[Texto de la página]
============
Ahora bien, por ironías de la historia, nuestro país, que adolece de un fuerte laicismo, distinto de una sana y necesaria laicidad de fuerte raigambre cristiana, tuvo, paradójicamente, un parto clerical. En efecto, si uno repasa la lista de los principales héroes patrios, nos encontramos con un buen número de sacerdotes, comenzando por el mismo cura Hidalgo o José María Morelos. Lo que dio inicio al movimiento revolucionario fue un llamado de la Iglesia, es decir, el toque de las campanas de la iglesia de Dolores; el primer estandarte que enarboló el movimiento insurgente fue una imagen de la Virgen de Guadalupe, único símbolo de unidad y cohesión que en ese momento podía aglutinar a todos los mexicanos.
============
[Tareas del ejercicio]
a) Transcribe del texto sobre el movimiento insurgente el fragmento que empieza en las palabras «Ahora bien, por» y termina después de «todos los mexicanos.».
b) Indica si cada afirmación concuerda con el texto sobre el movimiento insurgente, respondiendo sí o no y citando literalmente las palabras que lo deciden: (i) el primer estandarte del movimiento insurgente fue una imagen de la Virgen de Guadalupe; (ii) entre los principales héroes patrios figuran pocos sacerdotes; (iii) el movimiento revolucionario comenzó con el toque de las campanas de la iglesia de Dolores.
============
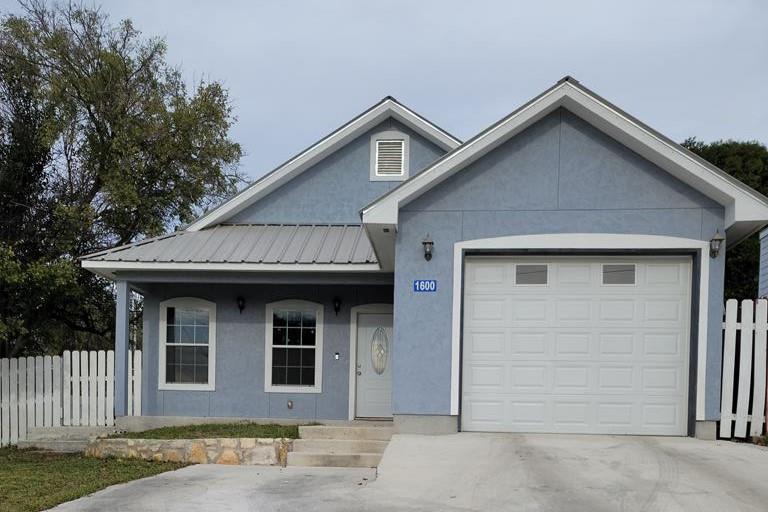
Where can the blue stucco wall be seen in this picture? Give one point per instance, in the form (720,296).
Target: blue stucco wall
(336,188)
(240,352)
(559,176)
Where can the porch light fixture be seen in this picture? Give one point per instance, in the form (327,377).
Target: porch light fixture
(715,243)
(428,246)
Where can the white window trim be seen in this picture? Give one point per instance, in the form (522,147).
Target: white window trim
(319,327)
(188,302)
(402,157)
(582,241)
(390,135)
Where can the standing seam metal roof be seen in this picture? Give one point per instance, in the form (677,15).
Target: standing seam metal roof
(251,243)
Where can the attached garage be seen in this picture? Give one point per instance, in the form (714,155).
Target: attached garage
(576,344)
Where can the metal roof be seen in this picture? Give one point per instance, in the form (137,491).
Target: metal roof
(251,243)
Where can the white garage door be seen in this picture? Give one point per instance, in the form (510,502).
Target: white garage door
(576,344)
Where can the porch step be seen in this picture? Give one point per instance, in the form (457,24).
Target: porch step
(68,433)
(61,446)
(334,460)
(346,433)
(339,446)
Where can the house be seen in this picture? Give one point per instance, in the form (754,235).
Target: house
(561,271)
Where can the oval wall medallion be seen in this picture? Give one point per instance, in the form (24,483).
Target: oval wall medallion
(379,350)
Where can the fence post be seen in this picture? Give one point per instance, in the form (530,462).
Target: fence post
(66,371)
(5,423)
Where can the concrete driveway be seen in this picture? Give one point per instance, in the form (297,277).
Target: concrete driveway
(476,472)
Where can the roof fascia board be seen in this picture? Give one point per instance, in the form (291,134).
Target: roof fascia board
(315,153)
(741,202)
(112,266)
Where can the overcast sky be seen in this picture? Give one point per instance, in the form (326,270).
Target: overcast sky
(297,70)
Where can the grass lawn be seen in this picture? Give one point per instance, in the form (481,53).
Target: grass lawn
(33,480)
(216,430)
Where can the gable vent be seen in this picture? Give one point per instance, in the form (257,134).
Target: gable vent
(390,157)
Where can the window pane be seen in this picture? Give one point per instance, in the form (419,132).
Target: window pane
(308,357)
(187,334)
(186,365)
(201,317)
(279,319)
(185,317)
(294,357)
(293,376)
(531,274)
(294,319)
(278,376)
(308,319)
(294,336)
(201,334)
(279,356)
(619,274)
(308,376)
(308,337)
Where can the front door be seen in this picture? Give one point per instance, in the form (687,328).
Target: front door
(374,368)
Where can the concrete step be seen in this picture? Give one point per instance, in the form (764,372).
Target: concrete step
(61,446)
(334,460)
(335,446)
(68,433)
(346,433)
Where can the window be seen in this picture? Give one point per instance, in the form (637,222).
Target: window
(294,347)
(619,274)
(389,156)
(530,274)
(187,344)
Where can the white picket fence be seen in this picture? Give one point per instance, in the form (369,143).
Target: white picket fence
(744,383)
(74,389)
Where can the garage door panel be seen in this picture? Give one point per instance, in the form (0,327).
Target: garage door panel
(576,355)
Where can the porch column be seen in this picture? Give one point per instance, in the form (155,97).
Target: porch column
(122,312)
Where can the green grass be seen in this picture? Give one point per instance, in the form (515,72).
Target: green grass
(33,480)
(216,430)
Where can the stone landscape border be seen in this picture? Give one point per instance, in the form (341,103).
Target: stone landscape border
(233,451)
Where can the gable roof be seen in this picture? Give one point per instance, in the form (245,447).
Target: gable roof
(386,108)
(245,247)
(746,210)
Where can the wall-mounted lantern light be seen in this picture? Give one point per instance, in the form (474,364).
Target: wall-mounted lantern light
(428,246)
(715,244)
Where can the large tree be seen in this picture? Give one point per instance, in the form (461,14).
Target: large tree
(101,143)
(747,162)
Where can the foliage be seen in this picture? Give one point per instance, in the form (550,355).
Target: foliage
(747,162)
(101,144)
(36,480)
(214,430)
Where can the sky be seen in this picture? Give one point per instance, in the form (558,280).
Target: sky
============
[Soluciones en orden]
a)
Ahora bien, por ironías de la historia, nuestro país, que adolece de un fuerte laicismo, distinto de una sana y necesaria laicidad de fuerte raigambre cristiana, tuvo, paradójicamente, un parto clerical. En efecto, si uno repasa la lista de los principales héroes patrios, nos encontramos con un buen número de sacerdotes, comenzando por el mismo cura Hidalgo o José María Morelos. Lo que dio inicio al movimiento revolucionario fue un llamado de la Iglesia, es decir, el toque de las campanas de la iglesia de Dolores; el primer estandarte que enarboló el movimiento insurgente fue una imagen de la Virgen de Guadalupe, único símbolo de unidad y cohesión que en ese momento podía aglutinar a todos los mexicanos.

b)
(i) Sí: «el primer estandarte que enarboló el movimiento insurgente fue una imagen de la Virgen de Guadalupe».
(ii) No: «nos encontramos con un buen número de sacerdotes».
(iii) Sí: «Lo que dio inicio al movimiento revolucionario fue un llamado de la Iglesia, es decir, el toque de las campanas de la iglesia de Dolores».